» **Location identification items**:
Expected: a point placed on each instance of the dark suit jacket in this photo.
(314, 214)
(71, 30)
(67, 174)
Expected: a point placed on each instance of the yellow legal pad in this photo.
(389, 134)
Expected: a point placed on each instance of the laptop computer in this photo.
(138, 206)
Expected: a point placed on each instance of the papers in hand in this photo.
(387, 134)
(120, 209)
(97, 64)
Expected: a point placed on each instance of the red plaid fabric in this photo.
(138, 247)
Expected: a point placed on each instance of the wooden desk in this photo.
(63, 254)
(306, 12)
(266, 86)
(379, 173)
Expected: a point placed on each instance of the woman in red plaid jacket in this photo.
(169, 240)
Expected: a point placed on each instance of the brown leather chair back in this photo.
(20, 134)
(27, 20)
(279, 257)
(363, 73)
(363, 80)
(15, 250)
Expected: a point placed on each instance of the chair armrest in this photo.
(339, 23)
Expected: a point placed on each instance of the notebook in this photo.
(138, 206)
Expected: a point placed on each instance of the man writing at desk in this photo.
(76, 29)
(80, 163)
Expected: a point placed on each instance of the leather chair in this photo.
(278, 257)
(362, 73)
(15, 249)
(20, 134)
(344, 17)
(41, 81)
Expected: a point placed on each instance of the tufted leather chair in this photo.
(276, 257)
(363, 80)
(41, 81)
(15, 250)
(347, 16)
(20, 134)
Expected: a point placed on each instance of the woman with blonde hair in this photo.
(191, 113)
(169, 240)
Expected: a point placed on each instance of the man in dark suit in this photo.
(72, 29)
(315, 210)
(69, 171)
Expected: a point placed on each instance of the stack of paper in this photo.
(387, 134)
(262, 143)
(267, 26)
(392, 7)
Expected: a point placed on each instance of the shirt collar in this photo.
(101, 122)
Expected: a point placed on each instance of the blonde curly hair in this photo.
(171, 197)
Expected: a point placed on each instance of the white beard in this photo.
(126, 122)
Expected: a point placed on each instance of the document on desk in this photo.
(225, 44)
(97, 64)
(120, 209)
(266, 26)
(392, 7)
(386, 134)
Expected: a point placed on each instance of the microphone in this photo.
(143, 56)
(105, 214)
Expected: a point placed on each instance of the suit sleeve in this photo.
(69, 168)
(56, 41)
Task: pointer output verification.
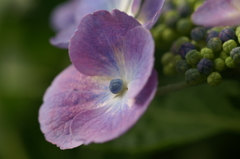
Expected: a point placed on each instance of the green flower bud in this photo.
(214, 79)
(171, 17)
(158, 31)
(166, 58)
(177, 44)
(184, 25)
(235, 54)
(230, 62)
(219, 64)
(182, 66)
(238, 36)
(168, 34)
(198, 33)
(169, 69)
(176, 58)
(229, 45)
(218, 29)
(207, 53)
(192, 76)
(223, 55)
(193, 57)
(215, 44)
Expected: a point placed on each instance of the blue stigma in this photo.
(116, 86)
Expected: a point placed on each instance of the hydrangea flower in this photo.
(67, 16)
(218, 13)
(109, 85)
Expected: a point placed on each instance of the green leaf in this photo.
(182, 117)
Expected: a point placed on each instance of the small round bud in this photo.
(182, 66)
(168, 34)
(205, 66)
(184, 25)
(219, 64)
(177, 44)
(184, 9)
(230, 62)
(168, 5)
(227, 34)
(116, 86)
(169, 69)
(215, 44)
(207, 53)
(193, 57)
(185, 48)
(214, 79)
(229, 45)
(197, 4)
(198, 33)
(211, 34)
(223, 55)
(192, 76)
(171, 17)
(235, 54)
(158, 31)
(167, 57)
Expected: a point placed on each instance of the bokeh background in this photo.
(196, 123)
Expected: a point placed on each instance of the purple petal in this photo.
(218, 13)
(138, 52)
(63, 15)
(150, 12)
(80, 109)
(96, 47)
(90, 6)
(70, 93)
(108, 122)
(63, 37)
(136, 6)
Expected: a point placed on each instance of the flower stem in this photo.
(172, 88)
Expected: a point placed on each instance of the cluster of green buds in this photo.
(175, 20)
(204, 55)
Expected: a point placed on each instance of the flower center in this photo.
(116, 86)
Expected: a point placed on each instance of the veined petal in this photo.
(70, 94)
(218, 13)
(138, 53)
(108, 122)
(63, 37)
(63, 15)
(90, 6)
(150, 12)
(95, 48)
(135, 7)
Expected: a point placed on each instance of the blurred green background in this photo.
(196, 123)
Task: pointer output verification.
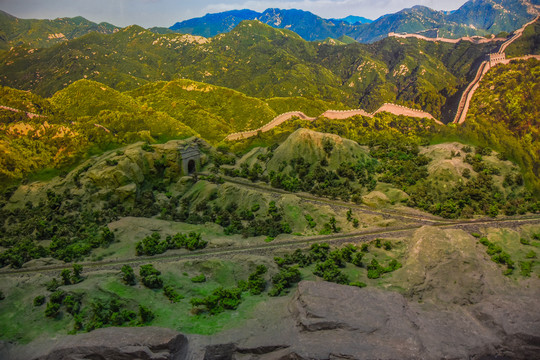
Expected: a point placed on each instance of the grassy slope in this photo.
(254, 59)
(212, 111)
(504, 115)
(45, 33)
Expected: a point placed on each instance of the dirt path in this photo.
(269, 248)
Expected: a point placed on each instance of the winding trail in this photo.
(29, 114)
(332, 114)
(269, 248)
(493, 59)
(463, 107)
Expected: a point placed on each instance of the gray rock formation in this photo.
(329, 321)
(108, 343)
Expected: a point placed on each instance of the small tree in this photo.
(77, 270)
(146, 314)
(39, 300)
(128, 276)
(66, 275)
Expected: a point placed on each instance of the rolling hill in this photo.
(255, 59)
(45, 33)
(476, 17)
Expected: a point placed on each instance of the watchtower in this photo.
(191, 158)
(496, 58)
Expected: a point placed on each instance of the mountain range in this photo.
(475, 17)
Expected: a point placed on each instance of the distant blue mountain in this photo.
(306, 24)
(213, 24)
(351, 19)
(475, 17)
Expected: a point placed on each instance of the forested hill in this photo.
(45, 33)
(475, 17)
(257, 60)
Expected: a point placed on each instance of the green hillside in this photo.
(527, 44)
(504, 115)
(35, 33)
(255, 59)
(212, 111)
(84, 118)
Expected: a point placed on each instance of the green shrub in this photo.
(128, 276)
(310, 221)
(66, 276)
(284, 279)
(77, 270)
(150, 277)
(39, 300)
(72, 302)
(256, 283)
(52, 285)
(329, 271)
(57, 297)
(357, 259)
(199, 278)
(171, 294)
(220, 300)
(52, 310)
(526, 267)
(147, 147)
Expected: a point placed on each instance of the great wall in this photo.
(29, 114)
(463, 107)
(332, 114)
(492, 59)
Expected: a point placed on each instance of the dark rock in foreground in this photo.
(142, 343)
(329, 321)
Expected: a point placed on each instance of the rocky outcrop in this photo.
(109, 343)
(330, 321)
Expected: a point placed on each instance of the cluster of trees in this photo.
(152, 245)
(74, 232)
(150, 277)
(248, 222)
(219, 300)
(498, 255)
(328, 263)
(96, 314)
(222, 299)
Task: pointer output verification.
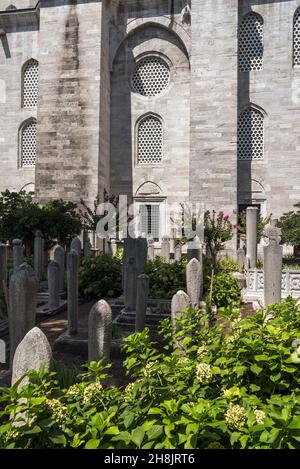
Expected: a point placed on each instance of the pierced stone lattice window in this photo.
(151, 77)
(251, 135)
(150, 135)
(30, 83)
(251, 43)
(297, 37)
(28, 144)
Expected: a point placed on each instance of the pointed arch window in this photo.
(149, 140)
(296, 38)
(28, 144)
(251, 43)
(30, 83)
(251, 135)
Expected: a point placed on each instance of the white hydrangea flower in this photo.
(203, 372)
(236, 416)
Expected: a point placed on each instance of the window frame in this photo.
(24, 124)
(136, 138)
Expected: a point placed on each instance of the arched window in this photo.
(30, 80)
(251, 135)
(28, 143)
(296, 40)
(149, 140)
(251, 43)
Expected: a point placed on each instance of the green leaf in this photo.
(58, 440)
(155, 432)
(256, 369)
(137, 436)
(92, 444)
(112, 431)
(295, 423)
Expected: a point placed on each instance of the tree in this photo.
(21, 216)
(290, 226)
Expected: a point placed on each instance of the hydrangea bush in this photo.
(233, 385)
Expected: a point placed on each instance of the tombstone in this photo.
(177, 252)
(87, 245)
(151, 256)
(33, 351)
(38, 255)
(141, 302)
(53, 284)
(141, 254)
(272, 266)
(194, 250)
(22, 305)
(165, 248)
(180, 302)
(194, 282)
(59, 257)
(72, 281)
(251, 235)
(130, 285)
(3, 266)
(99, 331)
(17, 253)
(76, 246)
(241, 258)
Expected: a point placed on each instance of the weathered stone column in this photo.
(38, 255)
(32, 352)
(177, 252)
(150, 249)
(141, 302)
(272, 266)
(76, 246)
(180, 302)
(141, 254)
(72, 280)
(99, 331)
(194, 282)
(22, 305)
(53, 284)
(165, 248)
(241, 257)
(130, 285)
(3, 266)
(17, 253)
(251, 228)
(59, 256)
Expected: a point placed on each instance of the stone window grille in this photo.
(150, 77)
(297, 38)
(149, 141)
(150, 219)
(251, 135)
(28, 144)
(30, 84)
(251, 43)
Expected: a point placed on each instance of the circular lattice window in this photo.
(150, 136)
(150, 77)
(28, 144)
(251, 135)
(251, 43)
(30, 84)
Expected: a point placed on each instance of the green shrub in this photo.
(225, 291)
(214, 390)
(100, 277)
(166, 279)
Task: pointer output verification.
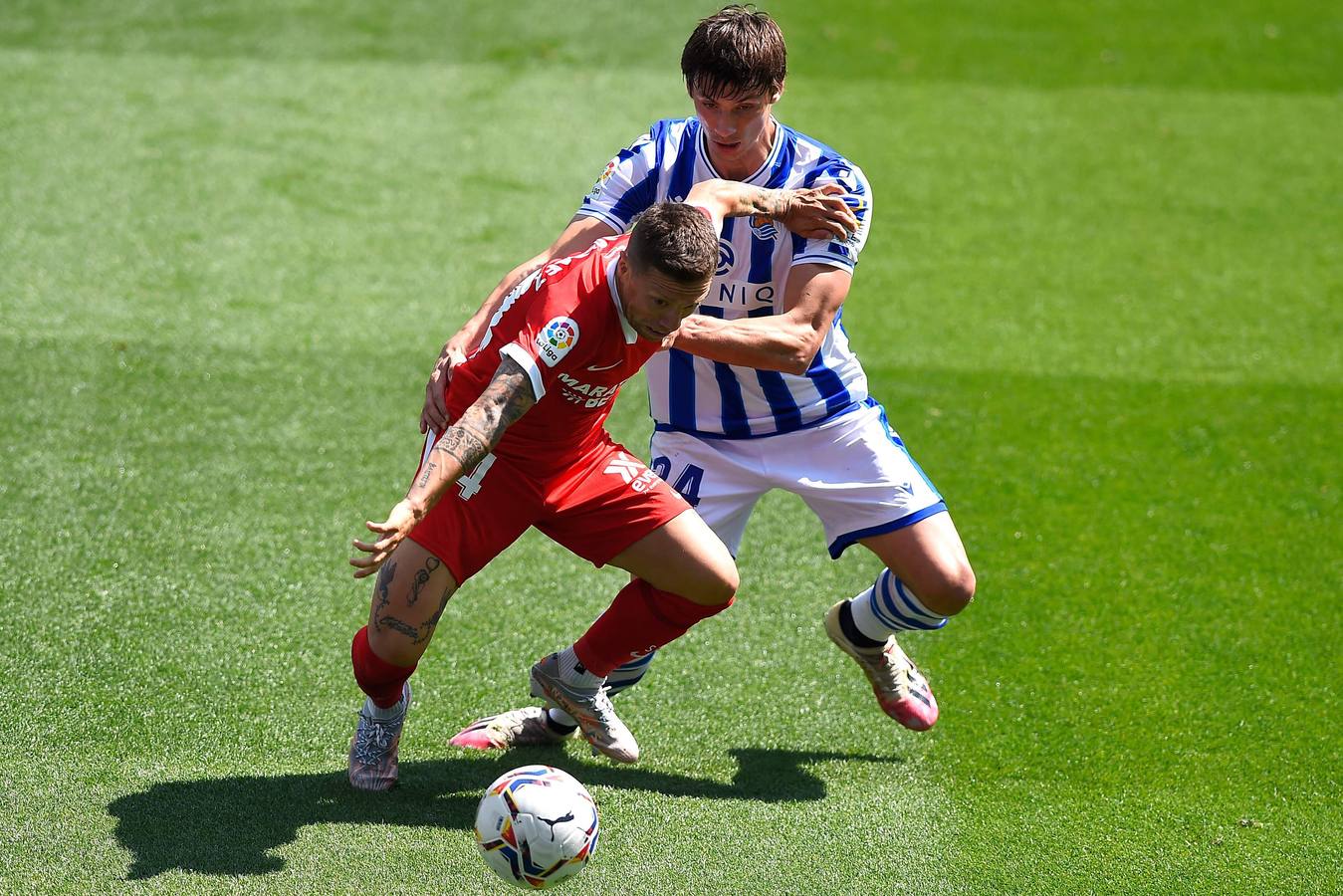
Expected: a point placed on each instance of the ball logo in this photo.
(727, 258)
(557, 338)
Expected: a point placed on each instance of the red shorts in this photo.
(600, 504)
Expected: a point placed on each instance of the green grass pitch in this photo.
(1103, 303)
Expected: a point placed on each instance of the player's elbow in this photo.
(802, 350)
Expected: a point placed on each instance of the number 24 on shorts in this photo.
(688, 484)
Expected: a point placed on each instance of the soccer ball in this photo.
(536, 826)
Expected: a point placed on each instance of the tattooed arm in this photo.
(464, 445)
(580, 234)
(818, 212)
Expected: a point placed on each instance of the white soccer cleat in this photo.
(526, 727)
(900, 688)
(372, 753)
(589, 707)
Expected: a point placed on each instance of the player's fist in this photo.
(434, 416)
(391, 531)
(819, 212)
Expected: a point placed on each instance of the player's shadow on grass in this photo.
(230, 825)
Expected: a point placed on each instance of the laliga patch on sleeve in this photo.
(557, 338)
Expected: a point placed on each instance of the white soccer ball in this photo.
(536, 826)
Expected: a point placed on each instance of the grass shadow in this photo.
(230, 825)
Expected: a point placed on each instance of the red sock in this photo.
(376, 677)
(638, 621)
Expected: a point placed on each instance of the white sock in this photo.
(573, 673)
(373, 711)
(889, 606)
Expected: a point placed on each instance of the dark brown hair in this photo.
(677, 241)
(735, 53)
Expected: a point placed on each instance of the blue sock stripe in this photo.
(874, 606)
(915, 606)
(637, 664)
(893, 617)
(629, 675)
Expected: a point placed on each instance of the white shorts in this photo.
(853, 472)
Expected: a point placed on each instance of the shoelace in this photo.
(372, 741)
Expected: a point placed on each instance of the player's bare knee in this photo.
(716, 585)
(951, 591)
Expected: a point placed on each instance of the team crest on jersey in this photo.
(557, 338)
(763, 227)
(727, 258)
(600, 181)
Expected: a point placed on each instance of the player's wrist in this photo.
(416, 506)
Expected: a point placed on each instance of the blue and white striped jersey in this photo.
(755, 254)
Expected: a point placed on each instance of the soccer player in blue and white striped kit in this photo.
(761, 389)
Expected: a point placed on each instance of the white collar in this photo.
(765, 166)
(615, 300)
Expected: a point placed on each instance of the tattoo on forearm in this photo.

» **Description of the task**:
Reproduce precisely the span of lines that begins at the line containing "Expected: a point placed on each instance of the white shorts" and ends with the last line of the listing.

» **Result below**:
Expected: a point placed on each instance of the white shorts in this photo.
(853, 472)
Expected: a point placed on each instance of the shoelace in this photo.
(372, 741)
Expected: a point placed on each instance of the player's bare knee in this photo.
(716, 585)
(951, 591)
Expected: a point placed on each instance of the team crest on jersey in this photo.
(557, 338)
(763, 227)
(727, 258)
(600, 181)
Expected: a point placed on each instance of the player's wrist in this photo.
(416, 506)
Expected: a point placed on each instance of the blue and white striped jersey in this photo.
(755, 254)
Expected: a point placed on each instance of the soccer player in blue and white striped kit in this photo.
(761, 389)
Expected: a point placed on each instance of the white collar in this photo.
(765, 166)
(615, 300)
Expected: a point placed on each instance of the tattoo on forearm in this photo.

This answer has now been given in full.